• CHALLENGE: Starting at the line containing "Reviewer note: check that each instance of the terracotta" and continuing through the end of the material, inclusive, rewrite every line, requests included. In the answers only, multiply each x and y coordinate by 0.3 and round to the nearest whole number, with halves rounding up; leave the sample coordinates in the requests unchanged.

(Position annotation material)
----------
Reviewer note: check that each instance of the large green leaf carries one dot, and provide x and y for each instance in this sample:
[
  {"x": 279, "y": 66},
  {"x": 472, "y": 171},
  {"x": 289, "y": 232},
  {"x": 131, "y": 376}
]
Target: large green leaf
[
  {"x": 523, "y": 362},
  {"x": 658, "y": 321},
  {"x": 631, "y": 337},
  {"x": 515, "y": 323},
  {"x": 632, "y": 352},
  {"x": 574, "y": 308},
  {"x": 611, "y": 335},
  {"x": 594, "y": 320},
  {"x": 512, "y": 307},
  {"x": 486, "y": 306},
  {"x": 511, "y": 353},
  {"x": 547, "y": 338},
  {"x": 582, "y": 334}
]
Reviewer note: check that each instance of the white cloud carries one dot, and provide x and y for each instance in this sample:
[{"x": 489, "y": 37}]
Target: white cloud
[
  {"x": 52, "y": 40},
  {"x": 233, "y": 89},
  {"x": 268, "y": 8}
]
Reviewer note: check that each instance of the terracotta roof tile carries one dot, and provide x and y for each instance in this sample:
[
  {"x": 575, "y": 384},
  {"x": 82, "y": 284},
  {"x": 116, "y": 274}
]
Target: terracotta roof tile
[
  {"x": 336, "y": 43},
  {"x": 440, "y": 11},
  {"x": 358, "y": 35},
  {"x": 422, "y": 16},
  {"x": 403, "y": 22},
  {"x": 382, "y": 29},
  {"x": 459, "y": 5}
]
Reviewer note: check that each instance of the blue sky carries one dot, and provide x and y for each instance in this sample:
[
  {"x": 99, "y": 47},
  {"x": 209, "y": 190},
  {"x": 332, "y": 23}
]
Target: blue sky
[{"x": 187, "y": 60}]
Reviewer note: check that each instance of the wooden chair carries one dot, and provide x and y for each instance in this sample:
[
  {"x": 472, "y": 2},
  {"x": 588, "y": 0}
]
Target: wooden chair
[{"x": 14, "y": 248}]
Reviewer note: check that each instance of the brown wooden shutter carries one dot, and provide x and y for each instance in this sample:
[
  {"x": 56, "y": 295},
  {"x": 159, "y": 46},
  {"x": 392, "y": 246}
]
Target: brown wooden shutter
----------
• CORRECT OUTPUT:
Reviewer note: check that each instance of the terracotta roof tile carries one dot, and provide x and y for each instance in this sample:
[
  {"x": 575, "y": 384},
  {"x": 82, "y": 284},
  {"x": 116, "y": 274}
]
Target: terracotta roof tile
[
  {"x": 101, "y": 13},
  {"x": 132, "y": 3},
  {"x": 107, "y": 11},
  {"x": 127, "y": 5},
  {"x": 121, "y": 7},
  {"x": 115, "y": 9},
  {"x": 138, "y": 2}
]
Reviewer note: check that each instance of the blue sky carries one dot, and provide x and y for each instance in this sample:
[
  {"x": 99, "y": 47},
  {"x": 209, "y": 190},
  {"x": 332, "y": 23}
]
Target: blue sky
[{"x": 56, "y": 18}]
Reviewer note: check that each instance of the wooden chair carries one dot, and provide x and y for each instance in this sample:
[
  {"x": 472, "y": 2},
  {"x": 588, "y": 0}
]
Target: wooden chair
[{"x": 4, "y": 74}]
Reviewer note: check that each instance of the brown wooden shutter carries one dot, and provide x and y for each instance in this sample:
[
  {"x": 56, "y": 295},
  {"x": 159, "y": 46},
  {"x": 392, "y": 246}
]
Target: brown wooden shutter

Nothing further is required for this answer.